▶ **Activity 1**:
Answer these questions from the source text.
(a) What does the writer say they study as part of their work?
(b) For what share of the time do the writer's beliefs have little or no relevance to everyday conversation?
(c) What two things does the end of the year make you do?
▶ **Activity 2**:
Write out the part of the source text that opens with the words containing "At this time" and closes with "down the track.", without any changes.

▶ **Source text**:
If you know me well you totally get that I have a sciencey side and a philosophical side. I love science and read books on science for entertainment, and I also study psychology, hypnotherapy, counselling, NLP, mysticism, culture and spirituality on an ongoing basis as a part of my work.
Now hey, I’m not one of those tinfoil hats who browbeat strangers on the bus about knowing Jesus or Jung or Buddha, or how alien government secret societies control your mind or how science and religion are polar opposites. Nothing so loony. At the same time I freely promote the idea that there is more to life than meets the eye or the brain, to anyone that asks me what I think. It’s my own personal take on life, and 90% of the time what I believe or don’t has little or no relevance to everyday conversation.
Besides I’ve always been suspicious of people who tell you too freely what they believe. Believers or Non-believers who are too verbal about their faith or lack of it always strike me as answering a question I didn’t ask, of perhaps protesting too much. I always thought it was more important to convince yourself of what you believe, not everyone else around you. But that’s just me, and I digress.
At this time of year there is a lot of pondering, a lot of inward looking, even for those who have no specific faith or creed, and I’m sure this is true of you too. The end of the year makes you review the year past and postulate about the year coming. Its a way of processing events and preparing for the new ones coming down the track.

▶ **Exercise data**:
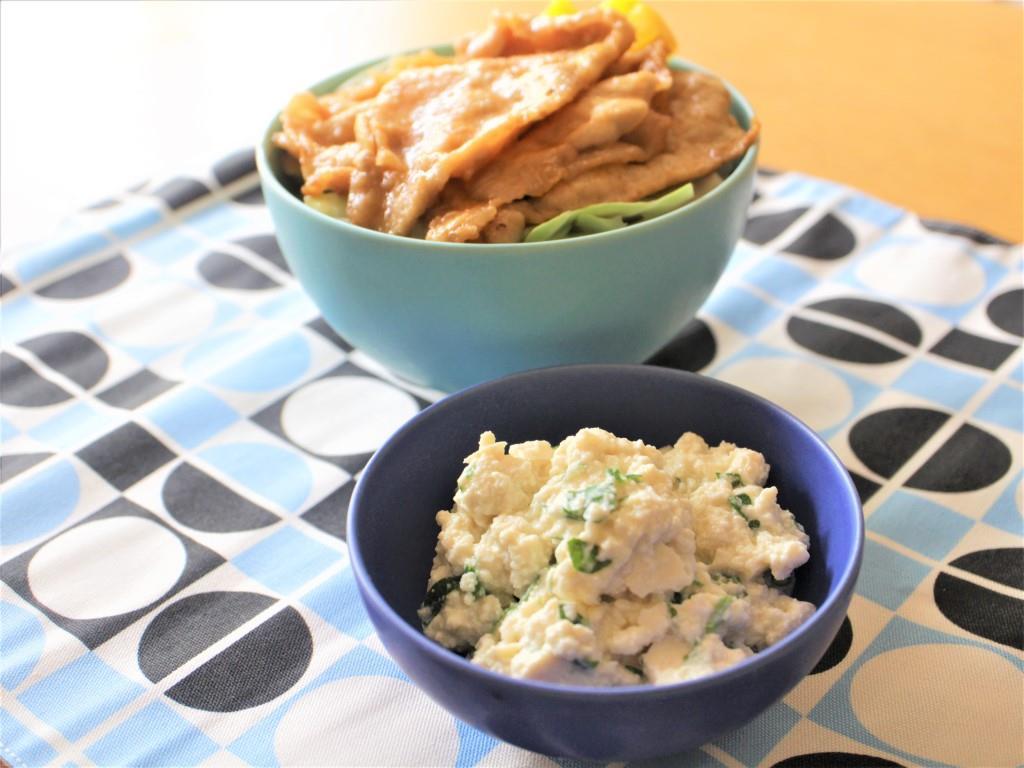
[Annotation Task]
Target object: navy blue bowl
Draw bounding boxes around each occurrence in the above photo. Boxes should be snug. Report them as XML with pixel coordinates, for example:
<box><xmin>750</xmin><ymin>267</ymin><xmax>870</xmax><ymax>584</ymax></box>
<box><xmin>348</xmin><ymin>366</ymin><xmax>863</xmax><ymax>760</ymax></box>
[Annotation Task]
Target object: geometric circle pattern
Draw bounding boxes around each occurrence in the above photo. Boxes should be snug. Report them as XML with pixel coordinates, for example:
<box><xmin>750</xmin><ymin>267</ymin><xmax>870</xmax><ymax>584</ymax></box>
<box><xmin>0</xmin><ymin>150</ymin><xmax>1024</xmax><ymax>768</ymax></box>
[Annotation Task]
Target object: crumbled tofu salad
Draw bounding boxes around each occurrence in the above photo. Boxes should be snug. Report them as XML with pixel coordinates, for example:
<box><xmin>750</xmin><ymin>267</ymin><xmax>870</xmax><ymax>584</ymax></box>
<box><xmin>420</xmin><ymin>428</ymin><xmax>814</xmax><ymax>685</ymax></box>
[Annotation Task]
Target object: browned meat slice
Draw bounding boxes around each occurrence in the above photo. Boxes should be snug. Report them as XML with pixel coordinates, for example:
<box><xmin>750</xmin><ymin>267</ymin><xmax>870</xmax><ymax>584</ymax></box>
<box><xmin>273</xmin><ymin>50</ymin><xmax>453</xmax><ymax>182</ymax></box>
<box><xmin>348</xmin><ymin>11</ymin><xmax>634</xmax><ymax>234</ymax></box>
<box><xmin>512</xmin><ymin>72</ymin><xmax>760</xmax><ymax>224</ymax></box>
<box><xmin>482</xmin><ymin>208</ymin><xmax>526</xmax><ymax>243</ymax></box>
<box><xmin>456</xmin><ymin>9</ymin><xmax>632</xmax><ymax>58</ymax></box>
<box><xmin>427</xmin><ymin>72</ymin><xmax>663</xmax><ymax>242</ymax></box>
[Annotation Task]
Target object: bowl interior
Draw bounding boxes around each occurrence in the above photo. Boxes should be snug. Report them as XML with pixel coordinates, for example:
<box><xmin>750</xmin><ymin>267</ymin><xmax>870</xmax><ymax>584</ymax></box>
<box><xmin>348</xmin><ymin>366</ymin><xmax>862</xmax><ymax>643</ymax></box>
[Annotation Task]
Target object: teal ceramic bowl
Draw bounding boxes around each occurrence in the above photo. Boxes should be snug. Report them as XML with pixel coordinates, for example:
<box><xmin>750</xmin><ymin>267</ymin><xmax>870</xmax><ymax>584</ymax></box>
<box><xmin>256</xmin><ymin>51</ymin><xmax>758</xmax><ymax>391</ymax></box>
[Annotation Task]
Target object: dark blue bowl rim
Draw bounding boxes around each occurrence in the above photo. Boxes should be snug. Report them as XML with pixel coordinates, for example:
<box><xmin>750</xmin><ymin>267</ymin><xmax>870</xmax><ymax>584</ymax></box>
<box><xmin>346</xmin><ymin>365</ymin><xmax>864</xmax><ymax>700</ymax></box>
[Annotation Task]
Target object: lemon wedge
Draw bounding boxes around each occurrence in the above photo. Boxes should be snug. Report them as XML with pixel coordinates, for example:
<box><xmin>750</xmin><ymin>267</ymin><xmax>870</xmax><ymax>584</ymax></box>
<box><xmin>598</xmin><ymin>0</ymin><xmax>676</xmax><ymax>53</ymax></box>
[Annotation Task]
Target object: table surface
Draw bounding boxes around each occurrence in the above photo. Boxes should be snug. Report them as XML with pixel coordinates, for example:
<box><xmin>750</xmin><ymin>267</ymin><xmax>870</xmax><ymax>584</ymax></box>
<box><xmin>0</xmin><ymin>2</ymin><xmax>1024</xmax><ymax>768</ymax></box>
<box><xmin>0</xmin><ymin>2</ymin><xmax>1024</xmax><ymax>247</ymax></box>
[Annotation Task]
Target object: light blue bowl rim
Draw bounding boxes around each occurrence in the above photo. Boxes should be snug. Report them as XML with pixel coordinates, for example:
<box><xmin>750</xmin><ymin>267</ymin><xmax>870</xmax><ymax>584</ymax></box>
<box><xmin>256</xmin><ymin>51</ymin><xmax>761</xmax><ymax>256</ymax></box>
<box><xmin>345</xmin><ymin>365</ymin><xmax>864</xmax><ymax>701</ymax></box>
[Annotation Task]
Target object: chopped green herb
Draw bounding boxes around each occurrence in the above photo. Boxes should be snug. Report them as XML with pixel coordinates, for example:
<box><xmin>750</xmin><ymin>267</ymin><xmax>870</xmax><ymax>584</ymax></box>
<box><xmin>715</xmin><ymin>472</ymin><xmax>743</xmax><ymax>488</ymax></box>
<box><xmin>423</xmin><ymin>577</ymin><xmax>460</xmax><ymax>624</ymax></box>
<box><xmin>558</xmin><ymin>603</ymin><xmax>587</xmax><ymax>626</ymax></box>
<box><xmin>608</xmin><ymin>468</ymin><xmax>643</xmax><ymax>484</ymax></box>
<box><xmin>705</xmin><ymin>595</ymin><xmax>732</xmax><ymax>633</ymax></box>
<box><xmin>764</xmin><ymin>570</ymin><xmax>797</xmax><ymax>591</ymax></box>
<box><xmin>729</xmin><ymin>494</ymin><xmax>761</xmax><ymax>529</ymax></box>
<box><xmin>672</xmin><ymin>579</ymin><xmax>703</xmax><ymax>605</ymax></box>
<box><xmin>566</xmin><ymin>539</ymin><xmax>611</xmax><ymax>573</ymax></box>
<box><xmin>562</xmin><ymin>480</ymin><xmax>620</xmax><ymax>520</ymax></box>
<box><xmin>462</xmin><ymin>565</ymin><xmax>487</xmax><ymax>597</ymax></box>
<box><xmin>459</xmin><ymin>464</ymin><xmax>476</xmax><ymax>490</ymax></box>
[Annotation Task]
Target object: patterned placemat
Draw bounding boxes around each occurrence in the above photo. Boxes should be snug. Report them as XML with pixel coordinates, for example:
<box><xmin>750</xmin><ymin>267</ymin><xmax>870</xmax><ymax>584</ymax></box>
<box><xmin>0</xmin><ymin>151</ymin><xmax>1024</xmax><ymax>768</ymax></box>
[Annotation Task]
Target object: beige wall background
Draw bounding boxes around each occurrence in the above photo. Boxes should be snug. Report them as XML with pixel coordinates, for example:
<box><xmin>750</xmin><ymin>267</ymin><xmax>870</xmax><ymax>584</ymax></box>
<box><xmin>0</xmin><ymin>0</ymin><xmax>1024</xmax><ymax>248</ymax></box>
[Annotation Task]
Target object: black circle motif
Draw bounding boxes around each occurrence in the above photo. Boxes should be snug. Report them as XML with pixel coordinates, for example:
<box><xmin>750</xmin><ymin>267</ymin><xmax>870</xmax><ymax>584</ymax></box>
<box><xmin>932</xmin><ymin>572</ymin><xmax>1024</xmax><ymax>650</ymax></box>
<box><xmin>166</xmin><ymin>606</ymin><xmax>313</xmax><ymax>712</ymax></box>
<box><xmin>985</xmin><ymin>288</ymin><xmax>1024</xmax><ymax>336</ymax></box>
<box><xmin>786</xmin><ymin>297</ymin><xmax>922</xmax><ymax>365</ymax></box>
<box><xmin>849</xmin><ymin>408</ymin><xmax>1013</xmax><ymax>494</ymax></box>
<box><xmin>138</xmin><ymin>592</ymin><xmax>275</xmax><ymax>683</ymax></box>
<box><xmin>647</xmin><ymin>318</ymin><xmax>718</xmax><ymax>372</ymax></box>
<box><xmin>162</xmin><ymin>463</ymin><xmax>279</xmax><ymax>534</ymax></box>
<box><xmin>22</xmin><ymin>331</ymin><xmax>111</xmax><ymax>389</ymax></box>
<box><xmin>783</xmin><ymin>213</ymin><xmax>857</xmax><ymax>261</ymax></box>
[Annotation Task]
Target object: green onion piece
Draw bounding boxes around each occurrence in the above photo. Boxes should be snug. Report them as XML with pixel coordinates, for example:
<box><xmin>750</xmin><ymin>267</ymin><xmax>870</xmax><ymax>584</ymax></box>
<box><xmin>524</xmin><ymin>183</ymin><xmax>694</xmax><ymax>243</ymax></box>
<box><xmin>459</xmin><ymin>464</ymin><xmax>476</xmax><ymax>492</ymax></box>
<box><xmin>566</xmin><ymin>539</ymin><xmax>611</xmax><ymax>573</ymax></box>
<box><xmin>462</xmin><ymin>565</ymin><xmax>487</xmax><ymax>597</ymax></box>
<box><xmin>523</xmin><ymin>209</ymin><xmax>585</xmax><ymax>243</ymax></box>
<box><xmin>572</xmin><ymin>213</ymin><xmax>626</xmax><ymax>234</ymax></box>
<box><xmin>608</xmin><ymin>468</ymin><xmax>643</xmax><ymax>484</ymax></box>
<box><xmin>562</xmin><ymin>481</ymin><xmax>620</xmax><ymax>520</ymax></box>
<box><xmin>764</xmin><ymin>570</ymin><xmax>797</xmax><ymax>592</ymax></box>
<box><xmin>423</xmin><ymin>577</ymin><xmax>460</xmax><ymax>618</ymax></box>
<box><xmin>705</xmin><ymin>595</ymin><xmax>732</xmax><ymax>633</ymax></box>
<box><xmin>558</xmin><ymin>603</ymin><xmax>587</xmax><ymax>626</ymax></box>
<box><xmin>715</xmin><ymin>472</ymin><xmax>743</xmax><ymax>488</ymax></box>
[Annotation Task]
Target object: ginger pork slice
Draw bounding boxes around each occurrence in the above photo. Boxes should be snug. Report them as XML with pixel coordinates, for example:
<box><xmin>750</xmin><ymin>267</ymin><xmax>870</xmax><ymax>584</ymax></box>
<box><xmin>427</xmin><ymin>72</ymin><xmax>664</xmax><ymax>242</ymax></box>
<box><xmin>273</xmin><ymin>50</ymin><xmax>453</xmax><ymax>189</ymax></box>
<box><xmin>348</xmin><ymin>10</ymin><xmax>634</xmax><ymax>234</ymax></box>
<box><xmin>510</xmin><ymin>72</ymin><xmax>760</xmax><ymax>224</ymax></box>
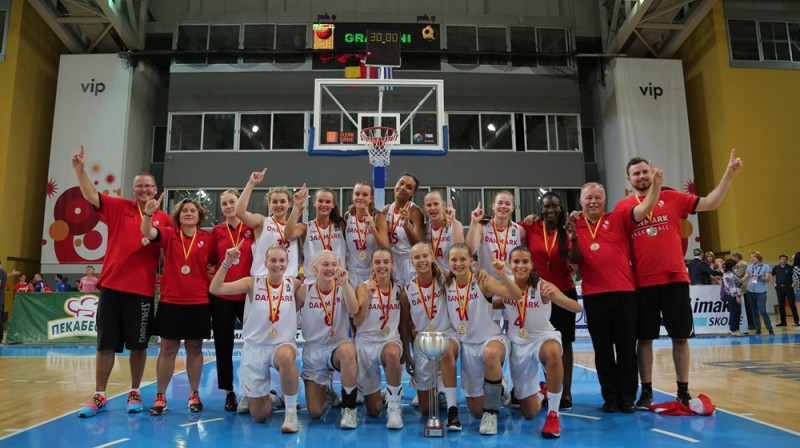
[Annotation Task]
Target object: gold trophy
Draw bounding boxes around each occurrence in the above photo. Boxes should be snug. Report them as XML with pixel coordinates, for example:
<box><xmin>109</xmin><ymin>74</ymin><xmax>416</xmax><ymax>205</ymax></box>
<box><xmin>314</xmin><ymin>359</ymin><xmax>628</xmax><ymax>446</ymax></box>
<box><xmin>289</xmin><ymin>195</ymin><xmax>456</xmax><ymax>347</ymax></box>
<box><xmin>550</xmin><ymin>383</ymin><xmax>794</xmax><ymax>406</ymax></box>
<box><xmin>414</xmin><ymin>331</ymin><xmax>450</xmax><ymax>437</ymax></box>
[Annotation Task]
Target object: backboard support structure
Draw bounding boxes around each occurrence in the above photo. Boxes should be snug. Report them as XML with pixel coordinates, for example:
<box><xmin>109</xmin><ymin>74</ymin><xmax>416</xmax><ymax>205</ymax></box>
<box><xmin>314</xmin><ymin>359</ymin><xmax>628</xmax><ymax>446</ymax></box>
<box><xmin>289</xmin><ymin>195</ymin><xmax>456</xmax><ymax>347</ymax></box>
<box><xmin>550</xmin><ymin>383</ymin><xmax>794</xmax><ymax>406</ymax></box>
<box><xmin>308</xmin><ymin>77</ymin><xmax>448</xmax><ymax>207</ymax></box>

▶ **Answer section 1**:
(a) Psychology, hypnotherapy, counselling, NLP, mysticism, culture and spirituality.
(b) 90% of the time.
(c) Review the year past and postulate about the year coming.

▶ **Answer section 2**:
At this time of year there is a lot of pondering, a lot of inward looking, even for those who have no specific faith or creed, and I’m sure this is true of you too. The end of the year makes you review the year past and postulate about the year coming. Its a way of processing events and preparing for the new ones coming down the track.